### Stated problem
Count the lines in the listing that contain the string "bottom", and reply with only that number.

Bounding-box records
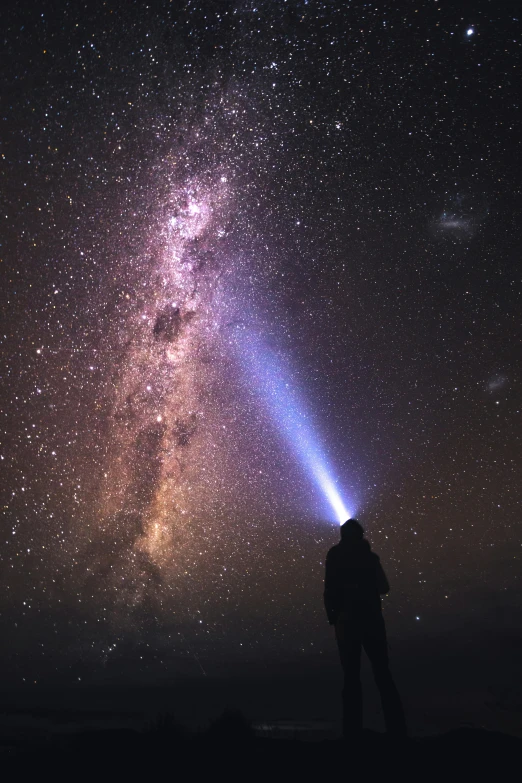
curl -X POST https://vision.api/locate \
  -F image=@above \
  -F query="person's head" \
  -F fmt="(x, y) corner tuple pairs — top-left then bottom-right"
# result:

### In response
1